═══ AVAILABLE RECORDS ═══

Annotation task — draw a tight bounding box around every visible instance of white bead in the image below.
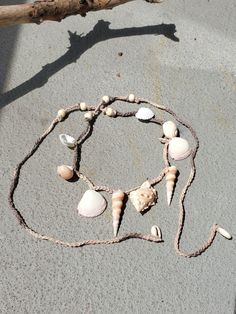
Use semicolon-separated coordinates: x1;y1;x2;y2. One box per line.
128;94;135;102
57;109;66;120
84;111;94;121
102;96;110;104
105;107;116;117
80;102;87;111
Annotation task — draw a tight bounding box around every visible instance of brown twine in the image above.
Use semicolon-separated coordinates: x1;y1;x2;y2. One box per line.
8;95;222;257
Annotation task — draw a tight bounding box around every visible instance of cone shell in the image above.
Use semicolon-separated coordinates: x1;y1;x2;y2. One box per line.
78;190;106;218
165;166;178;206
129;181;157;213
168;137;191;161
112;190;125;236
57;165;74;180
163;121;178;139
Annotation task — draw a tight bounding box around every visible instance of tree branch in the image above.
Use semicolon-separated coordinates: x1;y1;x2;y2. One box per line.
0;0;163;27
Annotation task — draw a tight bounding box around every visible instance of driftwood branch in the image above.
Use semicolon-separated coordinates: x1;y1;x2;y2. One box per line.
0;0;163;27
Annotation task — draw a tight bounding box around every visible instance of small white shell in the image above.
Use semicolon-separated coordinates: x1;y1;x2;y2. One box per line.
78;190;107;218
217;227;232;240
168;137;191;160
135;107;154;121
151;225;162;239
128;94;135;102
59;134;76;148
163;121;178;139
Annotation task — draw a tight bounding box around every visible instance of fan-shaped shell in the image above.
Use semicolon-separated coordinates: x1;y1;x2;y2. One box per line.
78;190;107;218
135;107;154;121
163;121;178;139
59;134;76;148
168;137;191;160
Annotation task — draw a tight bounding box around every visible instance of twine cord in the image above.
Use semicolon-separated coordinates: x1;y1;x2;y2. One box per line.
8;95;223;257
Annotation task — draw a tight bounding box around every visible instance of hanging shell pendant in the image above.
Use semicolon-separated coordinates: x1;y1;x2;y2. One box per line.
112;190;125;237
129;180;157;213
165;166;178;206
168;137;191;160
78;190;107;217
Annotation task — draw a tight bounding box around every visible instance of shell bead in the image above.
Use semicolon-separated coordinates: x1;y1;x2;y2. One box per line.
163;121;178;139
84;111;94;121
57;165;74;180
59;134;76;148
102;95;110;104
57;109;66;120
135;107;154;121
78;190;107;218
80;102;87;111
105;107;116;117
165;166;178;206
151;225;162;239
168;137;191;161
128;94;135;102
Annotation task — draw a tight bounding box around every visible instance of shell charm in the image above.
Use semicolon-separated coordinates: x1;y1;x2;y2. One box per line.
217;227;232;240
78;190;107;218
168;137;191;161
163;121;178;139
57;165;74;180
151;225;162;239
112;190;125;236
165;166;178;206
59;134;76;148
129;180;157;213
135;107;154;121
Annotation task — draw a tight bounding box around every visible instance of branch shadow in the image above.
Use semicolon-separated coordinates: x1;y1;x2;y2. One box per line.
0;20;179;109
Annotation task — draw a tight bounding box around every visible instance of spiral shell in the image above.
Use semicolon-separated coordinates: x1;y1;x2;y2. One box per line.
112;190;125;236
129;181;157;213
165;166;178;206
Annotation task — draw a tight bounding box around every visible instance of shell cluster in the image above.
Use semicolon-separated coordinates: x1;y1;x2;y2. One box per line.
130;181;157;213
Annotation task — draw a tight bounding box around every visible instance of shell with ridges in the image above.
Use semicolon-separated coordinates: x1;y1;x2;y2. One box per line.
135;107;154;121
112;190;125;236
165;166;178;206
129;180;157;213
59;134;76;148
168;137;191;161
78;190;106;218
163;121;178;139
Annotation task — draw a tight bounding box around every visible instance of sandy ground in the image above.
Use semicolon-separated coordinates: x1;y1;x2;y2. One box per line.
0;0;236;313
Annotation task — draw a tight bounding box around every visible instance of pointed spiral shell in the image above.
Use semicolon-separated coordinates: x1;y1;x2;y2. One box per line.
112;190;125;237
165;166;178;206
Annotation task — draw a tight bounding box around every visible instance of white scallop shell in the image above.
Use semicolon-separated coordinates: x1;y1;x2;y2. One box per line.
59;134;76;148
135;107;154;120
163;121;178;139
168;137;191;160
217;227;232;239
78;190;107;218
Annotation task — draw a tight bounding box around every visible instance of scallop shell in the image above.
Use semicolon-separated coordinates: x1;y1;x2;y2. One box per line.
59;134;76;148
78;190;107;218
163;121;178;139
217;227;232;240
129;180;157;213
168;137;191;160
135;107;154;121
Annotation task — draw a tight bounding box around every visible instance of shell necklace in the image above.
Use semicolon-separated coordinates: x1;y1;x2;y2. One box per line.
9;94;232;257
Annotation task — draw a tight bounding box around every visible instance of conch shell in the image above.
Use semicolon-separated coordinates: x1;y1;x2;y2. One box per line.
112;190;125;236
129;181;157;213
165;166;178;206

═══

In the entries above, the lines from the one bearing "tree branch in the image above." up to and including the one bearing "white shell in the image above." should be transcribed exactly; no other line is wanted.

Annotation task — draw a tight bounding box around every visible instance of tree branch in the image above.
Use semicolon-separated coordinates: x1;y1;x2;y2. One box per line.
0;0;163;27
Annotation task — draw a tight bounding box around every visible instance of driftwood branch in the image above.
Use semicolon-separated coordinates: x1;y1;x2;y2. One box per line.
0;0;163;27
Annotation task — draw a tight bounding box around every visible instance of small white shell in the image above.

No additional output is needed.